## [PASSAGE]
○ ○ ○ ○ ○

Question

writing a two - column proof
statements\treasons

1. ∠abc is rt. ∠\t1. a
2. db bisects ∠abc\t2. given
3. b\t3. def. of rt. ∠
4. m∠abd = m∠cbd\t4. def. of bis.
5. m∠abd + m∠cbd = 90°\t5. c
6. m∠cbd + m∠cbd = 90°\t6. subs. prop.
7. d\t7. add.
8. m∠cbd = 45°\t8. div. prop.

identify the missing parts in the proof.
given: ∠abc is a right angle.
db bisects ∠abc.
prove: m∠cbd = 45°
a:
b:
c:
d:

Explanation:

Step1: Define right - angle

A right - angle measures 90°. So, since $\angle ABC$ is a right - angle, $m\angle ABC = 90^{\circ}$. This should be the reason for statement 1, so A is "Given".

Step2: Write measure of right - angle

Statement 3 should be $m\angle ABC=90^{\circ}$ because of the definition of a right - angle. So B is $m\angle ABC = 90^{\circ}$.

Step3: Use angle - addition postulate

Since $\angle ABC=\angle ABD+\angle CBD$ and $m\angle ABC = 90^{\circ}$, by the angle - addition postulate, $m\angle ABD + m\angle CBD=90^{\circ}$. So C is "angle - addition postulate".

Step4: Simplify equation

Combining like terms in $m\angle CBD + m\angle CBD=90^{\circ}$ gives $2m\angle CBD = 90^{\circ}$. So D is $2m\angle CBD = 90^{\circ}$.

Answer:

A. Given
B. $m\angle ABC = 90^{\circ}$
C. angle - addition postulate
D. $2m\angle CBD = 90^{\circ}$

○ ○ ○ ○ ○

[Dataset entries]
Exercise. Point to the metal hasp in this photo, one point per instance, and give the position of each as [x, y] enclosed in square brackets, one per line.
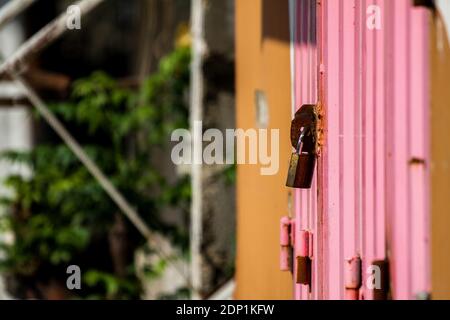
[286, 243]
[304, 262]
[353, 278]
[303, 139]
[382, 293]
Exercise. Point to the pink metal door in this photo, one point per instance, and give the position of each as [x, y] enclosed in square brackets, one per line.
[365, 63]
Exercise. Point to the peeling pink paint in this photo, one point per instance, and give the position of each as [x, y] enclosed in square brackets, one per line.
[370, 197]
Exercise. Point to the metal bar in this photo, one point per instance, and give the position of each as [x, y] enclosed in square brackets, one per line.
[42, 39]
[197, 11]
[11, 9]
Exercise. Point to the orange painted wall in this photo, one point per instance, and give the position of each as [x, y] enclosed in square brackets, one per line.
[263, 63]
[440, 156]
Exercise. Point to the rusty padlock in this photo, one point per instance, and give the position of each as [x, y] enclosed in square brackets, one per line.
[303, 160]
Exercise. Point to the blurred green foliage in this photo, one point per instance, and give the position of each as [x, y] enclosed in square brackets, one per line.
[61, 216]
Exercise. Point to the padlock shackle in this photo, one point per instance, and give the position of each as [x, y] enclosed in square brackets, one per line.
[301, 139]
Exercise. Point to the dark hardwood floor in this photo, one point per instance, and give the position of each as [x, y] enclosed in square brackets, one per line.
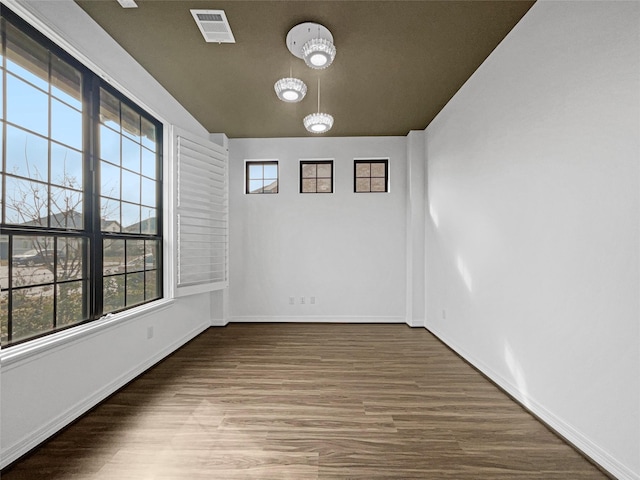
[308, 401]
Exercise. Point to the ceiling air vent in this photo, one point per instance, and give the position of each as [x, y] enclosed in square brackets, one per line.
[214, 25]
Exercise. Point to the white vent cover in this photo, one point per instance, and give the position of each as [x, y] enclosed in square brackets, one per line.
[214, 25]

○ ○ ○ ○ ○

## [INSTRUCTION 1]
Reproduce the part of the proof passage from "1. ∠abc is rt." to "in the proof.".
## [INSTRUCTION 2]
Answer these questions using the proof passage:
(a) What reason is listed for statement 4, "m∠abd = m∠cbd"?
(b) According to the explanation, how many degrees does a right angle measure?
(c) What reason is listed for statement 8, "m∠cbd = 45°"?

## [RESULT 1]
1. ∠abc is rt. ∠\t1. a
2. db bisects ∠abc\t2. given
3. b\t3. def. of rt. ∠
4. m∠abd = m∠cbd\t4. def. of bis.
5. m∠abd + m∠cbd = 90°\t5. c
6. m∠cbd + m∠cbd = 90°\t6. subs. prop.
7. d\t7. add.
8. m∠cbd = 45°\t8. div. prop.

identify the missing parts in the proof.

## [RESULT 2]
(a) def. of bis.
(b) 90°
(c) div. prop.